◆ Text shown ◆
* Begin *
For those who follow behavioural economics closely, 2017 was another great year to celebrate human’s irrationality. Richard Thaler who is known as “father of nudge theory” won the Nobel Economics Prize in 2017, after the U.S. housing-bubble spotter and the author of Irrational Exuberance, Robert Shiller in 2013, and much earlier, Daniel Kahneman of Prospect Theory in 2002. Leading many other behavioural economists, they have built together a solid bridge between the economics and psychology on the analysis of individual decision-making, challenging conventional economic thoughts. Behavioural economics theory, unlike neo-classical theory based on rational utility maximization of “homo economicus”, assumes that individuals are more of “Homer (Simpson) economicus”, prone to bias, emotional, myopic, easily confused and distracted; plus, love doughnuts.
* End *
◆ Goal A ◆
According to the behavioral economics passage, in what year did Robert Shiller win the Nobel Economics Prize?
◆ Goal B ◆
Rewrite the behavioral economics passage from "For those who" to "plus, love doughnuts.", putting "unpredictability" in place of "irrationality".
◆ Goal C ◆
Extend the behavioral economics passage past its last sentence.

◆ Material supplied ◆
* Begin *
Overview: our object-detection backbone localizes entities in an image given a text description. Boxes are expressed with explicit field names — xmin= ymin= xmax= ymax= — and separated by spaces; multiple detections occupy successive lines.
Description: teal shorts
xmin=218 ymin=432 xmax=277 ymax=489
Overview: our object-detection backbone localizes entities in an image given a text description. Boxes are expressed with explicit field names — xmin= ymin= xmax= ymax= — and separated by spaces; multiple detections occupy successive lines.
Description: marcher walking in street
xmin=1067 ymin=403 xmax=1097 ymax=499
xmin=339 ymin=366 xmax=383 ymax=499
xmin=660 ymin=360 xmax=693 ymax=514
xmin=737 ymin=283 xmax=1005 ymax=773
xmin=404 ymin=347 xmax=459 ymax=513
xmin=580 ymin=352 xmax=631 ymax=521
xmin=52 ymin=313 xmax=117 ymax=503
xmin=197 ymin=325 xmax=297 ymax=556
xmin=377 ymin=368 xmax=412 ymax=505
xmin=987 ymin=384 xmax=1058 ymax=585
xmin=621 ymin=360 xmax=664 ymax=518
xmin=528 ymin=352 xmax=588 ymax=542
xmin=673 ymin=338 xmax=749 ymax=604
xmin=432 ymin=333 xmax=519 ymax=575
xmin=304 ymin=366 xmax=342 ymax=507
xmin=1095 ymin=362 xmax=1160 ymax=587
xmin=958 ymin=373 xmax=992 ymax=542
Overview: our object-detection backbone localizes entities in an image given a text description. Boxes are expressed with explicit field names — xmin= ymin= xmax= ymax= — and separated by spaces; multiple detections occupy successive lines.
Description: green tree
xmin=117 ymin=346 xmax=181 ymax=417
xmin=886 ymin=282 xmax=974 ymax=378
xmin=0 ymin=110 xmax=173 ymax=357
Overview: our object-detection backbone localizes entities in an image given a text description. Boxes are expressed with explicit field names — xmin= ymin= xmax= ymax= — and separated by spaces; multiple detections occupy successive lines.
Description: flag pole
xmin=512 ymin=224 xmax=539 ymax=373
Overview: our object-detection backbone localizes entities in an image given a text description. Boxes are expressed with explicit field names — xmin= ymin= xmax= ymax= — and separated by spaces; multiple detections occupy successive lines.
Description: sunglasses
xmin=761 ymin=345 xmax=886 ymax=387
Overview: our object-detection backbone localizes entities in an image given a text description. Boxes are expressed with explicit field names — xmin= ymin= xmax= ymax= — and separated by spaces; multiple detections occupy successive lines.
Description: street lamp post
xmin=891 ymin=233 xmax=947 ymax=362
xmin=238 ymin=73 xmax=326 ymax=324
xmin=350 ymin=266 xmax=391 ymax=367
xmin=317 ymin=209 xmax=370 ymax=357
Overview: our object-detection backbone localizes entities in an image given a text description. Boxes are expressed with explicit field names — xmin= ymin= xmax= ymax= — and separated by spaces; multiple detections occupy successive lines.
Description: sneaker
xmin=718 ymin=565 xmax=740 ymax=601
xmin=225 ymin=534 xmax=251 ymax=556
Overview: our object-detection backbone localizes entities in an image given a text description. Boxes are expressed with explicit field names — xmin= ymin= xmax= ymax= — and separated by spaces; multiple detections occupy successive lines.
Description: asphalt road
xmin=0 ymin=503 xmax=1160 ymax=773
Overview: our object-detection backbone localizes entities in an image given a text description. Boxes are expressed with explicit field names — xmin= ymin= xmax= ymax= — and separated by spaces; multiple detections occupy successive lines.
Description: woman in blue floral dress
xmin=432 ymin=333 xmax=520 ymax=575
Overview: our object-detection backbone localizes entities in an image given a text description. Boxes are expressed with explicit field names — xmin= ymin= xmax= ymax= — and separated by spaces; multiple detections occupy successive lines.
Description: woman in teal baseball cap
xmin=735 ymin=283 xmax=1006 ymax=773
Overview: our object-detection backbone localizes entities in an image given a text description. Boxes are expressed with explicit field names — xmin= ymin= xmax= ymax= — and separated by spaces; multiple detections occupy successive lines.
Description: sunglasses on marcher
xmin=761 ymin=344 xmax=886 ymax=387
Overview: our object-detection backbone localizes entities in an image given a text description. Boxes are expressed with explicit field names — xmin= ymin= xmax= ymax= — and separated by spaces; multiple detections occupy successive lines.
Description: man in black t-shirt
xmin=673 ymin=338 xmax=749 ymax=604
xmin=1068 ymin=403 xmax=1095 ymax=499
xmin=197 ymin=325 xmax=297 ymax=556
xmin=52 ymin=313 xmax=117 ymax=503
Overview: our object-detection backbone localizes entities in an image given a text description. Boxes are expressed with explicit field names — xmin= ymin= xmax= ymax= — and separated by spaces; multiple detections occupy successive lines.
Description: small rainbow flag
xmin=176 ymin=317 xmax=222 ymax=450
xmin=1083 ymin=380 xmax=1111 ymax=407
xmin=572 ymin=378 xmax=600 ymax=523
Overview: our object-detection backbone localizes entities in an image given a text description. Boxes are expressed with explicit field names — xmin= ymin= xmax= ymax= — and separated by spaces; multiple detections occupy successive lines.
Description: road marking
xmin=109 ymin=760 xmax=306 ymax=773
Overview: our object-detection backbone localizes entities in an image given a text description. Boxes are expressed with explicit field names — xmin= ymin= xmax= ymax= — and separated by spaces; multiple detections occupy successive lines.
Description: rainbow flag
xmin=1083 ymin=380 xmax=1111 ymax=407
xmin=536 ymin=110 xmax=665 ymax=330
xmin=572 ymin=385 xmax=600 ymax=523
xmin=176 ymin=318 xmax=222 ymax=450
* End *
◆ Task output A ◆
2013

◆ Task output B ◆
For those who follow behavioural economics closely, 2017 was another great year to celebrate human’s unpredictability. Richard Thaler who is known as “father of nudge theory” won the Nobel Economics Prize in 2017, after the U.S. housing-bubble spotter and the author of Irrational Exuberance, Robert Shiller in 2013, and much earlier, Daniel Kahneman of Prospect Theory in 2002. Leading many other behavioural economists, they have built together a solid bridge between the economics and psychology on the analysis of individual decision-making, challenging conventional economic thoughts. Behavioural economics theory, unlike neo-classical theory based on rational utility maximization of “homo economicus”, assumes that individuals are more of “Homer (Simpson) economicus”, prone to bias, emotional, myopic, easily confused and distracted; plus, love doughnuts.

◆ Task output C ◆
In 2008, Richard Thaler and Cass Sunstein published a book called “Nudge: Improving Decisions about Health, Wealth, and Happiness“, based on their belief that, by utilising such personality flaws, or by understanding the predictably “irrational” cognitive biases, individuals may be “nudged” to enhance the quality of their decision-making. They define “nudge” as the central idea underpinning any aspect of the choice architecture which aims to influence individuals in predictable ways by simple and cheap-to-run interventions, while retaining individuals’ freedom to choose options without significantly changing their economic incentives. In simple words, individuals are “subtly” guided toward choices which are beneficial to them through psychologically grounded soft behavioural interventions, i.e. “nudges”, rather than heavy-handed compulsion.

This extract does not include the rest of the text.